# start of DOCUMENT SECTION
Distraction Free Reading

Dramatising the Future

This is the third in a series of posts by scholars who attended the Anthropocene Campus Melbourne, an event hosted in September by Deakin University as part of the larger Anthropocene Curriculum project. Over the four days of the Campus, 110 participants from 49 universities (plus several art institutions and museums) attended keynotes, art exhibits, fieldtrips, and workshops based around the theme of ‘the elemental’.

book cover for The Island Will Sink by Briohny Doyle. The review on the front cover reads "A dystopian romp, deep with ideas and heart." The cover depicts a stormy, dark blue sea with grayish white clouds above.
# end of DOCUMENT SECTION
# start of DATA PROVIDED
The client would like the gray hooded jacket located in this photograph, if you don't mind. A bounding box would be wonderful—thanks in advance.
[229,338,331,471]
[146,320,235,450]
# end of DATA PROVIDED
— WRITTEN REQUEST 1 —
According to the post on the Anthropocene Campus Melbourne, what was the theme of the event's keynotes, exhibits, fieldtrips, and workshops?
— WRITTEN REQUEST 2 —
Write the next part of the post about the Anthropocene Campus Melbourne, picking up after its last line.

— RESPONSE 1 —
The theme was 'the elemental'.

— RESPONSE 2 —
The Island Will Sink, by Briohny Doyle

Earlier this year, at the Emerging Writers Festival panel on ‘Writing the Anthropocene’, I was asked if I thought that, in imagining a future world for my 2016 novel The Island Will Sink, I also had an ethical responsibility to ‘get it right’. The question was asked by a writer who also worked as a sustainability officer in community organisations. It led to more uncomfortable questions: As a writer of fiction, is it a problem to use the predicted extinctions and environmental catastrophes of the not too distant future to produce (amongst other things) stakes in a literary production?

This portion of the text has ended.